EXERCISE DESCRIPTION - Print out the data exactly, keeping every image out of it.

EXERCISE MATERIALS -
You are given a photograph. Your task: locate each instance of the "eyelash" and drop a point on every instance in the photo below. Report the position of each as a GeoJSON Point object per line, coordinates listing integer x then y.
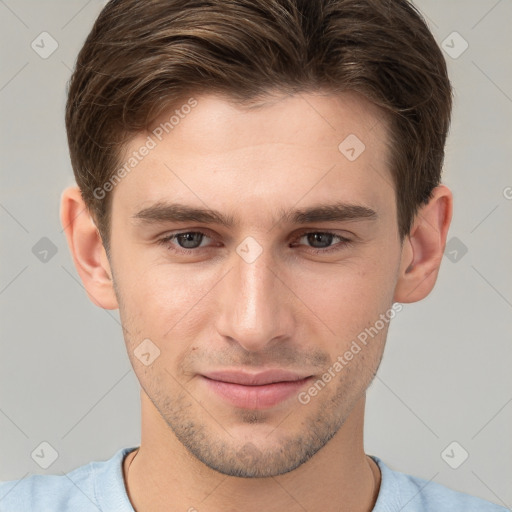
{"type": "Point", "coordinates": [345, 242]}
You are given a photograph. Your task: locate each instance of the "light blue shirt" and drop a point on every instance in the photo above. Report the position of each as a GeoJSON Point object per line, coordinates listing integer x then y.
{"type": "Point", "coordinates": [99, 486]}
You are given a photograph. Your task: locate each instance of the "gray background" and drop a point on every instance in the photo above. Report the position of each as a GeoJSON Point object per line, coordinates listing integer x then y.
{"type": "Point", "coordinates": [64, 375]}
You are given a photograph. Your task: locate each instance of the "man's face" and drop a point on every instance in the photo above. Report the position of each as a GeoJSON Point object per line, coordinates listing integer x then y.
{"type": "Point", "coordinates": [268, 292]}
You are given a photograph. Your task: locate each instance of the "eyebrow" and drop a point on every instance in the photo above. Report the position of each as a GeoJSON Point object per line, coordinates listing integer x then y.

THE COMPLETED TASK -
You are given a photograph. Your task: locate each instance of the "eyelash" and drop a point on every instance in the photo below. Report the position of each as a GeoJSON Point object per line, coordinates listing integer x then y.
{"type": "Point", "coordinates": [345, 242]}
You are given a photograph. Your task: locate each instance of the "light blue shirt" and drop a point on every instance in the photo above. Report the position of each as a GeoJSON Point object per line, coordinates listing integer x then y.
{"type": "Point", "coordinates": [99, 486]}
You are given a photograph. Your task: locate each instance of the "gray background" and drop a point on every instance in the photo above. Report the position of each as a GeoJSON Point object per line, coordinates listing integer x then y.
{"type": "Point", "coordinates": [64, 375]}
You are given a photograph. Your task: locate each instance of the "man's face" and drop a point on every instance in the photo above. Report the position of each as a GeoJSON Point object per line, coordinates listing integer x then y.
{"type": "Point", "coordinates": [268, 292]}
You are given a photograph. Your task: locate each instance of the "eyebrow" and drop a point on every instance in the photo above. Report the position of each as a GeoJSON Point object per line, coordinates listing integer x then y.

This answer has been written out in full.